◆ Supplied passage:
* * *

- The Washington Times - Friday, February 23, 2018

A job application filled out in 1973 by future Apple co-founder Steve Jobs is expected to sell for $50,000 when it hits the auction block next month.

The one-page pre-Apple employment questionnaire is among a collection of rare items signed by Jobs being sold by Boston’s RR Auction announced Thursday.

Only 18 at the time, Jobs filled out the form seeking employment as an “electronics tech or design engineer” three years before co-founding Apple and ultimately going on to launch products including the iPod and iPhone.

The eventual entrepreneur signed his name as “Steven jobs,” gave his address as “reed college” and listed his phone number as “none,” according to a copy shared by the auction house.

Jobs wrote that he studied “english lit,” and that he was skilled in using both calculators and computers.

“[P]ossible, but not probable,” Jobs wrote in response to a question concerning his access to transportation.

The document does not identity the name of the company Jobs applied to.

The questionnaire is in “very good condition, with intersecting folds, overall creasing, light staining and some old clear tape to the top edge,” and accompanied by letters of authenticity, the auction house explained. Bidding is slated to run from March 8 to March 15.

Jobs enrolled at Portland’s Reed College in 1972, but he dropped out after only six months of classes. He ultimately took a job as a technician for Atari in 1974, and in 1976 he co-founded the Apple Computer Company at his garage in Los Altos, California.

Jobs left Apple in the 1980s, but he returned the following decade and served as CEO from 1997 until handing the reins in 2011 to Tim Cook. Jobs died later that year of respiratory arrest resulting from the spread of a pancreatic tumor. He was 56.

Other items signed by Jobs being auctioned include a technical manual he signed in 2001 and a newspaper clipping from 2008. Auctioneers have valued those items at $25,000 and $15,000, respectively.

Steve Jobs was a notoriously difficult signer…and his autograph is incredibly scarce among contemporary figures,” RR Auction noted.

* * *

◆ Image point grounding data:
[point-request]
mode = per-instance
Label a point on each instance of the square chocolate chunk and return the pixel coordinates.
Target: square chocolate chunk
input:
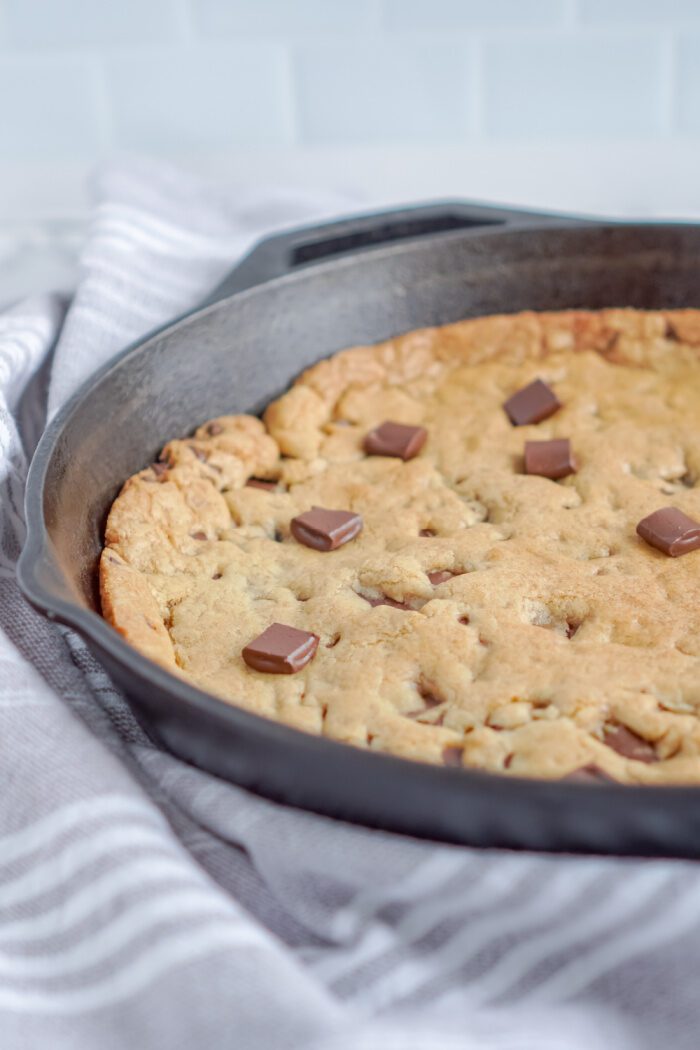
(671, 531)
(531, 404)
(396, 439)
(280, 650)
(323, 529)
(549, 459)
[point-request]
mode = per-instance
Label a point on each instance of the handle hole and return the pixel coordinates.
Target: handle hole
(384, 233)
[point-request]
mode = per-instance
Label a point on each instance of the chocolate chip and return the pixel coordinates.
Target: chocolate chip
(396, 439)
(629, 744)
(323, 529)
(588, 774)
(452, 755)
(440, 576)
(386, 601)
(671, 531)
(531, 404)
(428, 694)
(280, 650)
(549, 459)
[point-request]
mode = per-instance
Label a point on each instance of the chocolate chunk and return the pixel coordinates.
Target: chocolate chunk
(428, 694)
(549, 459)
(629, 744)
(325, 529)
(396, 439)
(280, 650)
(588, 774)
(452, 755)
(671, 531)
(440, 576)
(385, 601)
(534, 402)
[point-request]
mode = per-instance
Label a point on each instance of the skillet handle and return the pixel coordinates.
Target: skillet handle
(284, 252)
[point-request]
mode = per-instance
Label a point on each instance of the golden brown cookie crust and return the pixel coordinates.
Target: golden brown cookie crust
(558, 625)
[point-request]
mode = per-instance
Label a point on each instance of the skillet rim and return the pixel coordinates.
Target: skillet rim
(37, 553)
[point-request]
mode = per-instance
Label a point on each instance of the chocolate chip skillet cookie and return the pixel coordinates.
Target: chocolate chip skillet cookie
(473, 545)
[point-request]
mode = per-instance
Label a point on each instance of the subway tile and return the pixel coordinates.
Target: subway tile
(636, 12)
(688, 84)
(46, 109)
(382, 93)
(564, 85)
(80, 23)
(199, 98)
(446, 15)
(289, 18)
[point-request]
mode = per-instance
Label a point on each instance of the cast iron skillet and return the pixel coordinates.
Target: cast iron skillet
(353, 281)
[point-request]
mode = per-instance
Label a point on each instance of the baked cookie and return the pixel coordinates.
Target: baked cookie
(480, 595)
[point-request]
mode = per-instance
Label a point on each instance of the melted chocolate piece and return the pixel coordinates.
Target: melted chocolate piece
(440, 576)
(280, 650)
(396, 439)
(549, 459)
(629, 744)
(384, 600)
(531, 404)
(671, 531)
(452, 755)
(588, 774)
(325, 529)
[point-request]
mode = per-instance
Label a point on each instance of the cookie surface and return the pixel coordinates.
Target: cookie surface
(483, 616)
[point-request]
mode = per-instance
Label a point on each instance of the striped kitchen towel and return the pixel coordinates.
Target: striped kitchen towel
(145, 904)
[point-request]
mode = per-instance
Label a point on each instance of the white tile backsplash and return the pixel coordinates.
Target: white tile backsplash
(563, 85)
(83, 77)
(199, 97)
(382, 92)
(637, 12)
(688, 84)
(465, 16)
(88, 23)
(47, 108)
(284, 18)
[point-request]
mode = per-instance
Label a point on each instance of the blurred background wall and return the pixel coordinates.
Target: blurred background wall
(591, 105)
(572, 102)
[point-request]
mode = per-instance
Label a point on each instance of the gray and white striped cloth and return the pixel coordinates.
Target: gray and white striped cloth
(146, 904)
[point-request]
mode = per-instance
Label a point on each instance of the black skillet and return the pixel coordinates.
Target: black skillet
(296, 298)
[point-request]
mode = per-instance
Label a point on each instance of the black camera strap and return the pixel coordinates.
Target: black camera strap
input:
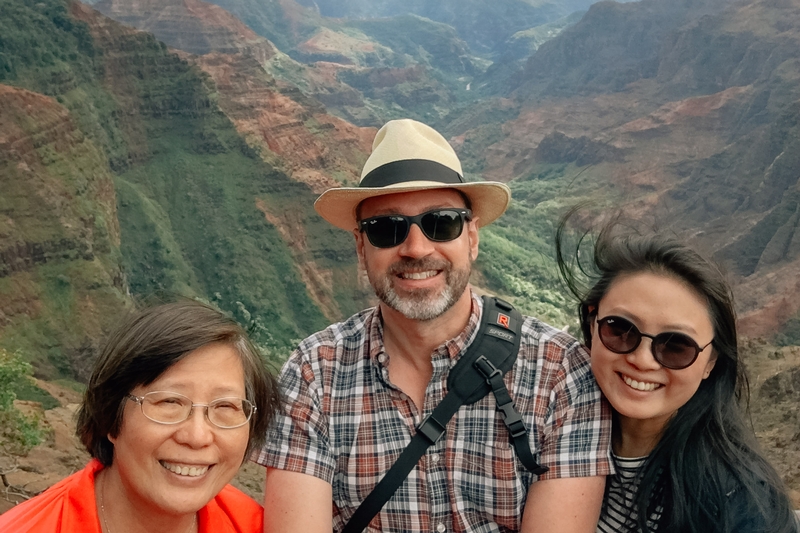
(479, 371)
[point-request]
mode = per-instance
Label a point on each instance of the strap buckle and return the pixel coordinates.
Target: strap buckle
(513, 420)
(431, 429)
(486, 368)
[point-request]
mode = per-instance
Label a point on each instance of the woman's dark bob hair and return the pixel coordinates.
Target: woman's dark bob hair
(149, 342)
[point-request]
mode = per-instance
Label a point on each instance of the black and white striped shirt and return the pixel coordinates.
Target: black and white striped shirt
(619, 512)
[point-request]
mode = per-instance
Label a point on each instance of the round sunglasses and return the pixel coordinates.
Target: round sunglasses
(672, 350)
(438, 225)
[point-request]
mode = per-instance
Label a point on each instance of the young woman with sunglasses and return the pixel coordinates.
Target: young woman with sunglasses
(659, 321)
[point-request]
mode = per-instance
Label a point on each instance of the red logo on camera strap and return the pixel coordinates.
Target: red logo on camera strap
(503, 320)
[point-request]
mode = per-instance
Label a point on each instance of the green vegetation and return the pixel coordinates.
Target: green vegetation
(18, 432)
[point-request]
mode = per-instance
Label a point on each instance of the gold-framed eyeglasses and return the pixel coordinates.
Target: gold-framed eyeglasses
(166, 407)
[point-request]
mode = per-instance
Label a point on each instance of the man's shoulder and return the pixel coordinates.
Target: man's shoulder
(354, 328)
(350, 336)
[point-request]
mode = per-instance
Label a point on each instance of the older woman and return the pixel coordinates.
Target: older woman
(176, 401)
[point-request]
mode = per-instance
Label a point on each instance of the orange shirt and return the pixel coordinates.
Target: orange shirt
(69, 507)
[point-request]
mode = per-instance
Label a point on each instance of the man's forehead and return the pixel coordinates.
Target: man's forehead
(411, 203)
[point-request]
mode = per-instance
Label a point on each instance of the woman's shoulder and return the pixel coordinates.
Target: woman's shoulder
(66, 507)
(231, 511)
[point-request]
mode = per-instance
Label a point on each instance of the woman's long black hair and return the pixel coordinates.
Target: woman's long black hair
(706, 466)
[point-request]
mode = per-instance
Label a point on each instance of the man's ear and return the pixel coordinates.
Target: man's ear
(474, 238)
(359, 236)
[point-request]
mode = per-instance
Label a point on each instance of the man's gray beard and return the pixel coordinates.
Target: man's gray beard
(423, 304)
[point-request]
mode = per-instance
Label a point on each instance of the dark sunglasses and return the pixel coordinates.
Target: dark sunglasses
(438, 225)
(671, 349)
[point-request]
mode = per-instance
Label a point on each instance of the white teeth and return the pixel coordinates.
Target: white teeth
(191, 471)
(419, 275)
(640, 385)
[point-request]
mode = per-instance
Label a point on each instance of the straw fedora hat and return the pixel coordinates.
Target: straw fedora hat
(410, 156)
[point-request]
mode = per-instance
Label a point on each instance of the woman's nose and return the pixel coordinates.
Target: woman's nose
(197, 430)
(642, 357)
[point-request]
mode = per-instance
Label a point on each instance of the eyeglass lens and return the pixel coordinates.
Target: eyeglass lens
(671, 349)
(172, 408)
(439, 225)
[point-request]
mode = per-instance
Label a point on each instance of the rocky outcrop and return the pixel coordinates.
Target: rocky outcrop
(685, 113)
(59, 236)
(315, 148)
(190, 25)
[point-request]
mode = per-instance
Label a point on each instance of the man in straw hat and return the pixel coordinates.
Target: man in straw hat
(357, 391)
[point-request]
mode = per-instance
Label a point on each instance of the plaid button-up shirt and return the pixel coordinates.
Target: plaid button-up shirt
(346, 423)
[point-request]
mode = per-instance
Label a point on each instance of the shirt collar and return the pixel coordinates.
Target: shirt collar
(453, 347)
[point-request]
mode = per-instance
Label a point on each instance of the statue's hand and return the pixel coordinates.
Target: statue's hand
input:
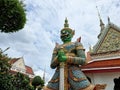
(61, 56)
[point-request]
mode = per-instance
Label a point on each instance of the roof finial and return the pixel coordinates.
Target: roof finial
(66, 23)
(44, 75)
(108, 19)
(101, 22)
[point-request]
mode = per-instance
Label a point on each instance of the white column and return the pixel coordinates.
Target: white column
(61, 82)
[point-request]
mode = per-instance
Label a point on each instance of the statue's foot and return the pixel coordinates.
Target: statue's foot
(100, 87)
(90, 87)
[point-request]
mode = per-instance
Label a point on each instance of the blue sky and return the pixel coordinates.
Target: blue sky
(45, 19)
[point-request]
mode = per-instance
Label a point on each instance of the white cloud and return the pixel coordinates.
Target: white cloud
(45, 19)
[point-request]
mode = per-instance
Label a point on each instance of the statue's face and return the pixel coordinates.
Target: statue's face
(66, 35)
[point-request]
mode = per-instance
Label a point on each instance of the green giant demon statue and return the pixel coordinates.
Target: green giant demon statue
(66, 59)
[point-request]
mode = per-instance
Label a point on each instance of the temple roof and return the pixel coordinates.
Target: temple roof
(102, 66)
(110, 33)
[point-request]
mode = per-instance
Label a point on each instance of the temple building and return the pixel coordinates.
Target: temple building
(18, 65)
(104, 59)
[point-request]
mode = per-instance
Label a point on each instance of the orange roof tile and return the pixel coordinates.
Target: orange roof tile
(29, 70)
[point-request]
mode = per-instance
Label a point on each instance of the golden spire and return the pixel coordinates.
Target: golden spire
(66, 23)
(101, 22)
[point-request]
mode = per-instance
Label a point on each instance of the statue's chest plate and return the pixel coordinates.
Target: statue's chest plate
(69, 47)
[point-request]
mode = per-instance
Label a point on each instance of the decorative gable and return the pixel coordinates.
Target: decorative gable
(109, 40)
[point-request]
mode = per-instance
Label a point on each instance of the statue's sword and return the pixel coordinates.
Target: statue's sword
(61, 82)
(61, 78)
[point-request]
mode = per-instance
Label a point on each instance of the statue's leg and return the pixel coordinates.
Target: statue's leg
(90, 87)
(78, 80)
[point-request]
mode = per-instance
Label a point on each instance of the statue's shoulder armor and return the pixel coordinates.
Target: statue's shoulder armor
(79, 45)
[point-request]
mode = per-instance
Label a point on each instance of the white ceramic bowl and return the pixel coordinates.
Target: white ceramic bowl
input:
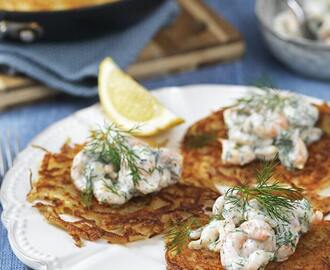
(301, 55)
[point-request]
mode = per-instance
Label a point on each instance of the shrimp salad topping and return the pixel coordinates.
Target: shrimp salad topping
(247, 237)
(114, 167)
(267, 124)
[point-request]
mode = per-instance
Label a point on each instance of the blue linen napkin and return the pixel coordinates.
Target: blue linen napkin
(72, 66)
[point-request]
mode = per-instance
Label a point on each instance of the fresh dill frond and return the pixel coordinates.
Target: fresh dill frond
(177, 237)
(86, 196)
(200, 140)
(111, 187)
(276, 199)
(110, 144)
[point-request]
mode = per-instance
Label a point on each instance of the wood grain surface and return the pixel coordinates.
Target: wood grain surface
(197, 37)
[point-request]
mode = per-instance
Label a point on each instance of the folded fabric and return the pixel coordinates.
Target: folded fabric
(72, 66)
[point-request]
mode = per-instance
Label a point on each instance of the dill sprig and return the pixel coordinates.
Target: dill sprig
(111, 145)
(177, 236)
(200, 140)
(276, 199)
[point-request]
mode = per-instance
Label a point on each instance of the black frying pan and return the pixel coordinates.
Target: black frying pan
(73, 24)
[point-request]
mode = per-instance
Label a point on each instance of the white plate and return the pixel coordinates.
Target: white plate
(43, 246)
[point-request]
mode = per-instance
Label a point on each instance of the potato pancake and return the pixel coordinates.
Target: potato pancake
(55, 196)
(312, 253)
(202, 165)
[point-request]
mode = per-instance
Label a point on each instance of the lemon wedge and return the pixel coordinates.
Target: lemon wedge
(130, 105)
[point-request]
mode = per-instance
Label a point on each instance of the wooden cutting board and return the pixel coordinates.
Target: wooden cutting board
(197, 37)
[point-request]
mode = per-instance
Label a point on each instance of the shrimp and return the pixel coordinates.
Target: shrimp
(157, 169)
(208, 237)
(78, 171)
(230, 251)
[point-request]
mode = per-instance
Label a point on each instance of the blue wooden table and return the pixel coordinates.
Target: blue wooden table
(257, 64)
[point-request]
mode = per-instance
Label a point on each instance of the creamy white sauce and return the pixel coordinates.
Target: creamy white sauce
(318, 15)
(264, 125)
(247, 238)
(158, 168)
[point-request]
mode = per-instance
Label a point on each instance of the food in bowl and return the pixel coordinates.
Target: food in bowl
(49, 5)
(318, 19)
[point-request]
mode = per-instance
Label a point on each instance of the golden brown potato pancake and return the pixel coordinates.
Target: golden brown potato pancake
(312, 253)
(140, 218)
(202, 165)
(48, 5)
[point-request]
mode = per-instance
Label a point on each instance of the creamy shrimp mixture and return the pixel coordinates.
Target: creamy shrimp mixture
(269, 124)
(248, 238)
(157, 169)
(318, 16)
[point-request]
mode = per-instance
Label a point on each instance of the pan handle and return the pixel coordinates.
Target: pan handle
(26, 32)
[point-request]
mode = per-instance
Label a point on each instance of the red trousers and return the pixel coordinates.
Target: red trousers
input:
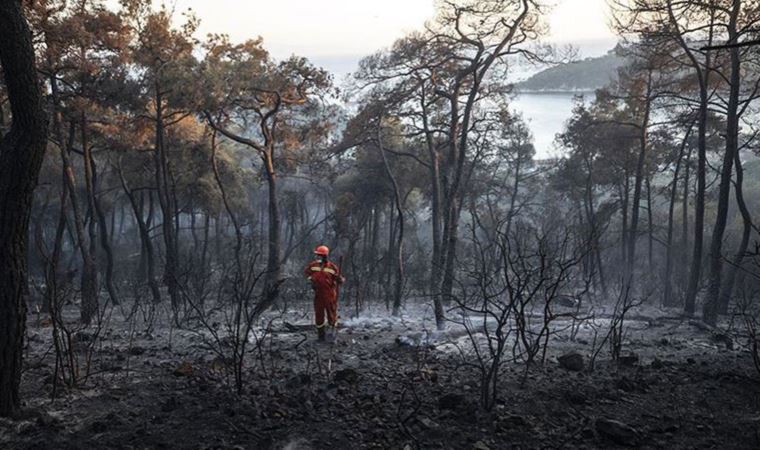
(325, 304)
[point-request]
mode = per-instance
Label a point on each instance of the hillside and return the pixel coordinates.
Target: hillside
(586, 75)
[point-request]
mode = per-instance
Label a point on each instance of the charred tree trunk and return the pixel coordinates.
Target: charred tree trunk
(168, 210)
(147, 245)
(21, 154)
(398, 251)
(667, 296)
(711, 306)
(732, 272)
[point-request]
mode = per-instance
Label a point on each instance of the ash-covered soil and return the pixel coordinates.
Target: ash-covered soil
(388, 383)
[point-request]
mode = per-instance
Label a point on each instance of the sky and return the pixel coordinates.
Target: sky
(335, 34)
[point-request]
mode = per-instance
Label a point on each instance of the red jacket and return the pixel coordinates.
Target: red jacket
(325, 278)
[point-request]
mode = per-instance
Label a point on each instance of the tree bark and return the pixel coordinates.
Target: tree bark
(711, 306)
(21, 153)
(732, 272)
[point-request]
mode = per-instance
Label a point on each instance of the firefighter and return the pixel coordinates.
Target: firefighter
(325, 278)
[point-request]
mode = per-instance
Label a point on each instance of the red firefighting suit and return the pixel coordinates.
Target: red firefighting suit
(325, 279)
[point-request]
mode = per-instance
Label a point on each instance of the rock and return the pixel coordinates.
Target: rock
(624, 384)
(99, 426)
(185, 369)
(629, 360)
(618, 432)
(576, 398)
(428, 423)
(170, 405)
(299, 380)
(572, 361)
(347, 375)
(451, 401)
(480, 445)
(567, 301)
(725, 339)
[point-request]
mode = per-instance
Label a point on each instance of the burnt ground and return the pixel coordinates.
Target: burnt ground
(689, 388)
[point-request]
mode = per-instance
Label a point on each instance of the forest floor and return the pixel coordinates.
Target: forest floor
(689, 387)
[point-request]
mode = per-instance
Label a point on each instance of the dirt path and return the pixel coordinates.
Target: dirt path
(688, 390)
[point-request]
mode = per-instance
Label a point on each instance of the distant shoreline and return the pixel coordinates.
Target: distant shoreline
(554, 91)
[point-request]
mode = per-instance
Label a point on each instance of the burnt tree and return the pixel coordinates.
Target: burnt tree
(21, 153)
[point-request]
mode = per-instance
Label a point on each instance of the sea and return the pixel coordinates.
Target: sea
(546, 114)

* * *

◆ Tasks to carry out:
- 1) From the article on the Steve Jobs job application, list every item signed by Jobs that is being auctioned, along with the value given for each.
- 2) Transcribe everything in the article on the Steve Jobs job application from "The document does" down to "to March 15.".

◆ Answers by item number:
- 1)
- The 1973 job application, expected to sell for $50,000
- A technical manual signed in 2001, valued at $25,000
- A newspaper clipping from 2008, valued at $15,000

- 2)
The document does not identity the name of the company Jobs applied to.

The questionnaire is in “very good condition, with intersecting folds, overall creasing, light staining and some old clear tape to the top edge,” and accompanied by letters of authenticity, the auction house explained. Bidding is slated to run from March 8 to March 15.